= What you are asked to do =
Please give again, word for word, each line that falls between the line with "Pin every instance of the overhead" and the end of the data, inclusive.
*** Opening Given data ***
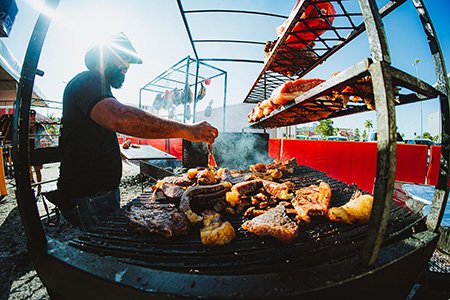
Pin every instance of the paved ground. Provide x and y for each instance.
(18, 277)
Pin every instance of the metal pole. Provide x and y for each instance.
(186, 87)
(195, 90)
(386, 145)
(416, 65)
(441, 191)
(225, 82)
(25, 196)
(183, 16)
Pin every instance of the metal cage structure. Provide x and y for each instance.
(93, 276)
(180, 76)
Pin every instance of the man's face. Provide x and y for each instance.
(115, 71)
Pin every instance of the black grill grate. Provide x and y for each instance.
(319, 241)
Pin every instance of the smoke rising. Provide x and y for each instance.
(235, 150)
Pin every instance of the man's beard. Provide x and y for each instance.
(114, 76)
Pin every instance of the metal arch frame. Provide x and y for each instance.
(385, 110)
(441, 193)
(26, 201)
(387, 142)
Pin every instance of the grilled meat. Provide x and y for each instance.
(215, 232)
(248, 187)
(156, 217)
(206, 177)
(206, 194)
(357, 210)
(275, 222)
(182, 180)
(312, 201)
(171, 190)
(292, 89)
(279, 190)
(286, 167)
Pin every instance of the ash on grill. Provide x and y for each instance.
(318, 242)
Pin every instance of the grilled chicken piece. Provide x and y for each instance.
(206, 177)
(275, 222)
(171, 190)
(215, 232)
(276, 169)
(279, 190)
(235, 196)
(247, 187)
(155, 217)
(357, 210)
(312, 201)
(252, 212)
(292, 89)
(182, 180)
(202, 196)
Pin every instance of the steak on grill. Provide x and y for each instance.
(275, 222)
(157, 217)
(312, 201)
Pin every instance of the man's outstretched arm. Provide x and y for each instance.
(129, 120)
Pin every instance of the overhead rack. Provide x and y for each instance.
(288, 61)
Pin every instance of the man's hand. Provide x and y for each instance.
(128, 120)
(202, 132)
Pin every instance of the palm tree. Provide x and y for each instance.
(368, 124)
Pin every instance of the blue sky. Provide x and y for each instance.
(158, 34)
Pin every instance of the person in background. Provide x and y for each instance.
(91, 166)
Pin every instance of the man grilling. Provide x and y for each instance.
(91, 166)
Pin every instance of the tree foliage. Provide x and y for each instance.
(368, 125)
(325, 128)
(357, 135)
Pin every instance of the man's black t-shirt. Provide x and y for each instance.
(90, 154)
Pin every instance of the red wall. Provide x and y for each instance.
(433, 170)
(171, 146)
(355, 162)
*** Closing Given data ***
= Task output =
Pin every instance of the overhead rack. Provide x and y for each instance.
(288, 61)
Pin every instance of the man's hand. Provide x and y for each instance.
(128, 120)
(202, 132)
Pin every instance of the palm tree. Provide x and y for each instance.
(368, 124)
Pin every instance of the blue sky. Provide x and y for each instance.
(158, 34)
Pin every instance of the person in background. Provide x and y for each instance.
(91, 166)
Pin every instance of the man grilling. Provide x and y for each instance.
(91, 166)
Pin every instance of the tree foliage. Provide x and y for each instance.
(368, 125)
(325, 128)
(357, 135)
Pin every instance of the man's black t-shirt. Provide x and y for each instance.
(90, 154)
Pin every instance of the red wall. Provide x and y for each instance.
(433, 170)
(171, 146)
(355, 162)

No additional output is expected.